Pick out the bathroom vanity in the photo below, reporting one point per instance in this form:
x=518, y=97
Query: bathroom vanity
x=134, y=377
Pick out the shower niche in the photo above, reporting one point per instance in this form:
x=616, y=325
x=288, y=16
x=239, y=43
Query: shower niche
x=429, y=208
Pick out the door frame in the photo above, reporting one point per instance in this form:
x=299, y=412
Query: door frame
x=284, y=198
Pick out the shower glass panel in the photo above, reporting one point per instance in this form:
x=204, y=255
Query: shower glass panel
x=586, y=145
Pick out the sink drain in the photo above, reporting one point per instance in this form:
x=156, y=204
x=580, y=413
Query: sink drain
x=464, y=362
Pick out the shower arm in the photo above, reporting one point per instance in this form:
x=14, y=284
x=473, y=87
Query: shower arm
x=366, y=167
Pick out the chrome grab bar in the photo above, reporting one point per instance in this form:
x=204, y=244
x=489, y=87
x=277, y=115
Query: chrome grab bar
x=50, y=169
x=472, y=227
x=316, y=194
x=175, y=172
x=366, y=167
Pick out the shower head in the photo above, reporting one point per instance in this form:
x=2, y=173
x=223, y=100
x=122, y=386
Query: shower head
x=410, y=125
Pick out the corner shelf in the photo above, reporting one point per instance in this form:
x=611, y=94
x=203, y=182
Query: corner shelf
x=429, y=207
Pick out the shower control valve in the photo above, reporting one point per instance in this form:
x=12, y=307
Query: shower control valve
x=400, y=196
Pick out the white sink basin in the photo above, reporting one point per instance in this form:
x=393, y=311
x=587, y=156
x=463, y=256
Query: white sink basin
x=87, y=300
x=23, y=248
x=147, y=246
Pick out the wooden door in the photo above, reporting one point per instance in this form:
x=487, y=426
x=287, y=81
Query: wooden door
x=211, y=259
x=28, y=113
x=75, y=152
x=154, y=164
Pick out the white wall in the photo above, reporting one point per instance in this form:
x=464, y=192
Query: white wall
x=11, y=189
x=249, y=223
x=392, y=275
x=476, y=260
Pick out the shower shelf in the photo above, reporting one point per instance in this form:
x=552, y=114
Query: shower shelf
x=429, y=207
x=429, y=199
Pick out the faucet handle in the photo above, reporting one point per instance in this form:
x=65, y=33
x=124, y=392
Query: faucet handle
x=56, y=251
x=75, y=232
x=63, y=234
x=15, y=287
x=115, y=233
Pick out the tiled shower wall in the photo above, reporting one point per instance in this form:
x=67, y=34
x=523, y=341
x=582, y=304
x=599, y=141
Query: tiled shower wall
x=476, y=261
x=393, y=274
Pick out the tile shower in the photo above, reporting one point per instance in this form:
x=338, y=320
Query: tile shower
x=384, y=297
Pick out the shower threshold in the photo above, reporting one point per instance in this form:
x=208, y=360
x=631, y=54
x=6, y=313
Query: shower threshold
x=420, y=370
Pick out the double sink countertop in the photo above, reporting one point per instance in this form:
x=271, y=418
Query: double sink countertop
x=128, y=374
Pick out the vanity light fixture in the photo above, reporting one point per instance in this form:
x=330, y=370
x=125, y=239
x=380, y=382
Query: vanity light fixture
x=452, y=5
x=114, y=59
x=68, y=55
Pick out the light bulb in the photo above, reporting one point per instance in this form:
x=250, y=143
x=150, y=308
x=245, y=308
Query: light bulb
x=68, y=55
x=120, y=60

What needs to be done:
The lines to reproduce run from the one that contains "Pick out the tile shower" through the last line above; copy them exactly.

Solution to the problem:
Pick out the tile shower in the photo above, reporting one point per instance in this form:
x=338, y=320
Query: tile shower
x=384, y=297
Pick out the shower threshold in the photo above, reporting one point per instance in this form:
x=208, y=360
x=631, y=54
x=6, y=313
Query: shower threshold
x=420, y=370
Pick out the double sink countertop in the photo above, reporting one point per instance in this form:
x=271, y=418
Query: double sink countertop
x=128, y=374
Pick out the vanity light fixture in the photo above, reporting one point per instance in this form:
x=330, y=370
x=125, y=239
x=380, y=382
Query: vanity light fixture
x=452, y=5
x=114, y=59
x=68, y=55
Pick out the light bulb in the photo above, reporting one point per instance in this form:
x=250, y=143
x=150, y=308
x=245, y=308
Query: light bulb
x=68, y=55
x=120, y=60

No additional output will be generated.